Tasks to carry out:
(1) Reproduce the stretch of the passage on party registration from "In earlier years, the" through "also afraid of government reprisals.".
(2) According to the passage on party registration, what kind of political party do the Constitution and the 1991 amendment ban?
(3) Resume the passage on party registration from its last sentence and keep writing in the same vein.
--- Source extract ---
In earlier years, the Government repeatedly denied the attempts of the Birlik movement and Erk party to register as parties. Most of these organizations' leaders have since gone into exile, and these organizations made no attempt to register in 1996, reportedly because their remaining adherents in the country are afraid of government reprisals. The Constitution and a 1991 amendment to the law on political parties bans those of a religious nature. This principle is cited for previous denials of registration to religious parties, including the Islamic Renaissance Party (IRP). Other opposition activists have announced the formation of the "Adolat-True Path" party but have never pursued formal registration, claiming that their members are also afraid of government reprisals.

Nonpolitical associations and social organizations usually did not encounter comparable difficulties in registering, although bureaucratic delays and official suspicion continued to plague the registration process for such groups. Some evangelical churches and some foreign humanitarian assistance groups found it difficult to obtain registration or reregistration.
--- Dataset excerpts ---
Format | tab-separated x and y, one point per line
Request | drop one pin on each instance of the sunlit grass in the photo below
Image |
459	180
---
--- Dataset excerpts ---
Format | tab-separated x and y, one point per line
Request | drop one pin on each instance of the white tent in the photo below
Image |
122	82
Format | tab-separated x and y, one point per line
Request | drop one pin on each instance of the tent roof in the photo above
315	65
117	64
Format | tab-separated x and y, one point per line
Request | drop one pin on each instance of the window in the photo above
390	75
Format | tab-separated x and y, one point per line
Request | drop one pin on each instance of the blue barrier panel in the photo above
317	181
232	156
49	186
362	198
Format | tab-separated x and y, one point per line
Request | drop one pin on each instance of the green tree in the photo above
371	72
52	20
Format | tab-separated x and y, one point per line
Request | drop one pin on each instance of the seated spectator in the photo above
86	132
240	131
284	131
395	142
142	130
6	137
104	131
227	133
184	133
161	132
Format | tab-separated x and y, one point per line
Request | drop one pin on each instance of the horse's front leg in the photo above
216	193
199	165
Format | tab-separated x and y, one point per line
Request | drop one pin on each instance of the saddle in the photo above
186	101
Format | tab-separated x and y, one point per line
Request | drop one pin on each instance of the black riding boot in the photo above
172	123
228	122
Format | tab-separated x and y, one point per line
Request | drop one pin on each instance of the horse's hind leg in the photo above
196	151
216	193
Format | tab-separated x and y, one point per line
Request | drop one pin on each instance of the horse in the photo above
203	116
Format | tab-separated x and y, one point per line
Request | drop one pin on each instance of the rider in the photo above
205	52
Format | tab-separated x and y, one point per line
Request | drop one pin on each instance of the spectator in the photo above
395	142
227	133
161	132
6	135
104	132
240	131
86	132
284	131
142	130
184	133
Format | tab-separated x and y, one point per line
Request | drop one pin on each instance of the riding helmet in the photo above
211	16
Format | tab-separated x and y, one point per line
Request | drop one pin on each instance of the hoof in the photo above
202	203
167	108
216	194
---
The replies:
(1)
In earlier years, the Government repeatedly denied the attempts of the Birlik movement and Erk party to register as parties. Most of these organizations' leaders have since gone into exile, and these organizations made no attempt to register in 1996, reportedly because their remaining adherents in the country are afraid of government reprisals. The Constitution and a 1991 amendment to the law on political parties bans those of a religious nature. This principle is cited for previous denials of registration to religious parties, including the Islamic Renaissance Party (IRP). Other opposition activists have announced the formation of the "Adolat-True Path" party but have never pursued formal registration, claiming that their members are also afraid of government reprisals.

(2) Parties of a religious nature.

(3)
c. Freedom of Religion

The Constitution provides for freedom of religion and for the principle of separation of religion and state. However, despite allowing many groups to worship freely, for example, the Russian Orthodox and several other Christian denominations, the Government suppresses some religious groups that defy the authority of state-appointed religious authorities, particularly Islamic dissidents. In addition, despite the principle of separation of religion and state, the government-controlled Spiritual Directorate for Muslims funds some Islamic religious activities.

After the enforced atheism of the Soviet period, religious communities are experiencing a significant revival. Religious education is becoming more widespread, although it is not included in state schools. While Islam is the religion of the majority, ethnic minorities may also practice their religion in relative freedom.

However, tensions arise when churches attempt to convert across ethnic lines, especially when they attempt to convert members of generally Muslim ethnic groups to Christianity. Although distribution of religious literature is legal in Uzbekistan, missionary activity and proselytizing is not.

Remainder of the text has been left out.